__Testo fornito__:
6. I nuovi insediamenti e i nuovi impianti nel territorio rurale, ancorché derivanti dal recupero e dal riutilizzo di volumetrie e/o di impianti esistenti, dovranno prevedere sistemi di illuminazione che facciano ricorso a corpi illuminanti bassi e schermati, capaci di dirigere a terra i fasci di luce in modo da evitare l'inquinamento luminoso dell'aria.

7. Il Regolamento urbanistico provvede a disciplinare le distanze dagli elettrodotti principali, in particolare nell'area produttiva di Molinuzzo, nei centri abitati di San Donato, Troghi e Cellai, in corrispondenza di Piazzettina, C.Trebbio, C.Vecchia e Torri.

8. Previo apposito piano di settore, finalizzato ad abbattere l'inquinamento elettromagnetico, sono definiti i criteri ubicativi degli impianti di teletrasmissione e delle stazioni radio base per la telefonia mobile. Tali criteri considerano prioritariamente, accanto alla salute umana, le compatibilità paesaggistiche, anche in relazione a quanto disposto dalla Parte Seconda, Titolo III, delle presenti norme.

40. Legge regionale 6 ottobre 2011, n. 49 "Disciplina in materia di impianti di radiocomunicazione"

41. Legge regionale 24 febbraio 2005, n. 39 "Disposizioni in materia di energia", Capo VI "Disposizioni per la tutela dall'inquinamento luminoso" e smi

Art. 24 Acqua

1. La qualità delle acque è valutata, anche con riferimento alla normativa nazionale e regionale vigente42, in relazione al contenimento dei carichi inquinanti, alla tutela degli acquiferi, ai prelievi in falda, alla rinnovabilità e alla funzionalità ecologica della risorsa idrica, alla funzionalità ecologica del reticolo idrografico.

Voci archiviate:
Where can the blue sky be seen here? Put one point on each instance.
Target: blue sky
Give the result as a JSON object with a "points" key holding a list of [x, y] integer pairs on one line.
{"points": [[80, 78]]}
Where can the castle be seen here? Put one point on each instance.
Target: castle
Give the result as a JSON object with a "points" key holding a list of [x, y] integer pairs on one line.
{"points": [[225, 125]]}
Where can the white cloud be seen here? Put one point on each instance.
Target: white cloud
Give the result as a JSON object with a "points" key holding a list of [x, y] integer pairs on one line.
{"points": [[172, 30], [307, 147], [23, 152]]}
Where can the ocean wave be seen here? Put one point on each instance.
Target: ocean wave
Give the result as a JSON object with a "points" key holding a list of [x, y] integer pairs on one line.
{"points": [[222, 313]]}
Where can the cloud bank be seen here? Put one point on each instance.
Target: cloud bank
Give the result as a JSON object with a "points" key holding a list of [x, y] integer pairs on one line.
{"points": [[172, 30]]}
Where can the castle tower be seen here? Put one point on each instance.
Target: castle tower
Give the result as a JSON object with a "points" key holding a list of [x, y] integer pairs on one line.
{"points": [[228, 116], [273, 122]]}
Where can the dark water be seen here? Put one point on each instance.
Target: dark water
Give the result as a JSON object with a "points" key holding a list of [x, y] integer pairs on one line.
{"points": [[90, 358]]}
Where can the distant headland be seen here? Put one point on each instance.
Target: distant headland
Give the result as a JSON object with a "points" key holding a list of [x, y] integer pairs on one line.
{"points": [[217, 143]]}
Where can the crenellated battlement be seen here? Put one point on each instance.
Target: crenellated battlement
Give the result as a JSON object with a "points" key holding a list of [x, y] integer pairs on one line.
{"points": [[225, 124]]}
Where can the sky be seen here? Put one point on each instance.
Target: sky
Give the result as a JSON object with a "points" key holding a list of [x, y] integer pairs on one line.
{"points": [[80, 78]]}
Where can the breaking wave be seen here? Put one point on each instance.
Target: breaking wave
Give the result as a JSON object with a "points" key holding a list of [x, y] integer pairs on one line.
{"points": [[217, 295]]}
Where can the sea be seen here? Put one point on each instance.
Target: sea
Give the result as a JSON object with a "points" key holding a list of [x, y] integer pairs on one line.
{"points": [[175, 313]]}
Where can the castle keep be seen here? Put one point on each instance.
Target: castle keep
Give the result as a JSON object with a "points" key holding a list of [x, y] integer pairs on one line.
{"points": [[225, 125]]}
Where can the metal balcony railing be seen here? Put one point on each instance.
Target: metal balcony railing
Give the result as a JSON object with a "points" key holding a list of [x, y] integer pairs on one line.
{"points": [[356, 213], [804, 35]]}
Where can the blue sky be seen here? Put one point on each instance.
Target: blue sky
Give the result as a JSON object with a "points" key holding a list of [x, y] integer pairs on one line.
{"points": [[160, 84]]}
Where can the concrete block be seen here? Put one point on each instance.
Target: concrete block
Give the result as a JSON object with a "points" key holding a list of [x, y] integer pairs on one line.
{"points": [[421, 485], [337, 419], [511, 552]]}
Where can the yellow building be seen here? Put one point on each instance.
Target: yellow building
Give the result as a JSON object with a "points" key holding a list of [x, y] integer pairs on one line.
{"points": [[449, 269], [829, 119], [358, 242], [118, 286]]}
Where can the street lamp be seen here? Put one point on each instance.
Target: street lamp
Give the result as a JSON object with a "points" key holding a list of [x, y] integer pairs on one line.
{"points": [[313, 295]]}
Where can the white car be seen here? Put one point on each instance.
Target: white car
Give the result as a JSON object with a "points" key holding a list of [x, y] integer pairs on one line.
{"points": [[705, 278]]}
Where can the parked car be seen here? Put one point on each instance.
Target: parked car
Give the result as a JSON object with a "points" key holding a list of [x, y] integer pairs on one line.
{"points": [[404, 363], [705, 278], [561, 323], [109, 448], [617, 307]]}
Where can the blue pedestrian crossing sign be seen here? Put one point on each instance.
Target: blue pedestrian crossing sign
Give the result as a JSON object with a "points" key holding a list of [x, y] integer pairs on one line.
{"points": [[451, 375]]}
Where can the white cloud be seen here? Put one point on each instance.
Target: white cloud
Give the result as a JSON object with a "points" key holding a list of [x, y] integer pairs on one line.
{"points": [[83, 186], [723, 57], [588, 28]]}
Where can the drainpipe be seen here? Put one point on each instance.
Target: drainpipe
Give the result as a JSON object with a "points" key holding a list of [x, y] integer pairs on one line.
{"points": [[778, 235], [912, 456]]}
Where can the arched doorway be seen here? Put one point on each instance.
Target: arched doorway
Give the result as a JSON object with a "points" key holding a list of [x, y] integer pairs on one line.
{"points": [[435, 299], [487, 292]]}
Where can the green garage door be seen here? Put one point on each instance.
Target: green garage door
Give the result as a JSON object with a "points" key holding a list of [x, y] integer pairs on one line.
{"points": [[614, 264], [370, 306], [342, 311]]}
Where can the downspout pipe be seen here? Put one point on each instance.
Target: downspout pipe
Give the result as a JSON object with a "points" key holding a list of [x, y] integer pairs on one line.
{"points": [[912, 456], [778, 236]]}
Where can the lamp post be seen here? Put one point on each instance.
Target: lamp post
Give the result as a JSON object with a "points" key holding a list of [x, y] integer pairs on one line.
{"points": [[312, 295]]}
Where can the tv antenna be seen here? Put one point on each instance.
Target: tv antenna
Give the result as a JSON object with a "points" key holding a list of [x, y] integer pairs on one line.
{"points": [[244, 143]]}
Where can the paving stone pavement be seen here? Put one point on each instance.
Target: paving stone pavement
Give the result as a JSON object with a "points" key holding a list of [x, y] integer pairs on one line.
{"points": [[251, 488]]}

__Lavoro da svolgere__:
**a.** Trascrivi come elenco numerato tutte le righe delle voci, dalla riga che contiene "Where can the green" fino alla fine delle voci, incluse entrambe, tralasciando le righe vuote.
**b.** Riprendi il testo sulle norme di tutela ambientale e proseguilo dopo l'ultima frase riportata.
Il testo sulle norme di tutela ambientale e le voci hanno origini diverse.

__Risultati dei compiti__:
**a.**
1. Where can the green garage door be seen here? Put one point on each instance.
2. Target: green garage door
3. Give the result as a JSON object with a "points" key holding a list of [x, y] integer pairs on one line.
4. {"points": [[614, 264], [370, 306], [342, 311]]}
5. Where can the downspout pipe be seen here? Put one point on each instance.
6. Target: downspout pipe
7. Give the result as a JSON object with a "points" key holding a list of [x, y] integer pairs on one line.
8. {"points": [[912, 456], [778, 236]]}
9. Where can the lamp post be seen here? Put one point on each instance.
10. Target: lamp post
11. Give the result as a JSON object with a "points" key holding a list of [x, y] integer pairs on one line.
12. {"points": [[312, 295]]}
13. Where can the tv antenna be seen here? Put one point on each instance.
14. Target: tv antenna
15. Give the result as a JSON object with a "points" key holding a list of [x, y] integer pairs on one line.
16. {"points": [[244, 143]]}
17. Where can the paving stone pavement be seen here? Put one point on each instance.
18. Target: paving stone pavement
19. Give the result as a JSON object with a "points" key holding a list of [x, y] integer pairs on one line.
20. {"points": [[251, 488]]}

**b.**
2. Gli obiettivi prestazionali del PS in merito alla qualità delle acque sono:

  1. a. carichi inquinanti: progressiva eliminazione dei carichi inquinanti derivanti dal sistema insediativo e dalle attività produttive;
  2. b. acquiferi: tutela degli acquiferi da qualsiasi forma di inquinamento;
  3. c. prelievi: disciplina dei prelievi per usi privati, atta a garantire la rinnovabilità della risorsa;
  4. d. reticolo idrografico: salvaguardia attiva del reticolo idrografico.

3. Le attività presenti o previste nel territorio comunale, nonché gli interventi di trasformazione territoriale, non devono generare infiltrazioni di sostanze inquinanti nelle falde acquifere.

4. La realizzazione di nuovi interventi edilizi, così come la realizzazione di nuovi complessi produttivi anche legati all'agricoltura o alla forestazione, è subordinata alla esistenza o alla previsione di idonei impianti di smaltimento delle acque reflue e alla dimostrazione di non produrre inquinamento nel suolo e nel sottosuolo.

5. Le trasformazioni territoriali sono attuate in modo da consentire, direttamente o attraverso sistemi di raccolta e di rilascio, l'infiltrazione nel terreno delle acque di pioggia.

6. I prelievi delle acque di falda tramite pozzi ad uso privato sono subordinati alla compatibilità con il naturale rinnovamento della risorsa idrica.

7. Le sorgenti individuate dalle Tavole 3.6 del Quadro conoscitivo di riferimento43, sono utilizzabili esclusivamente per usi potabili.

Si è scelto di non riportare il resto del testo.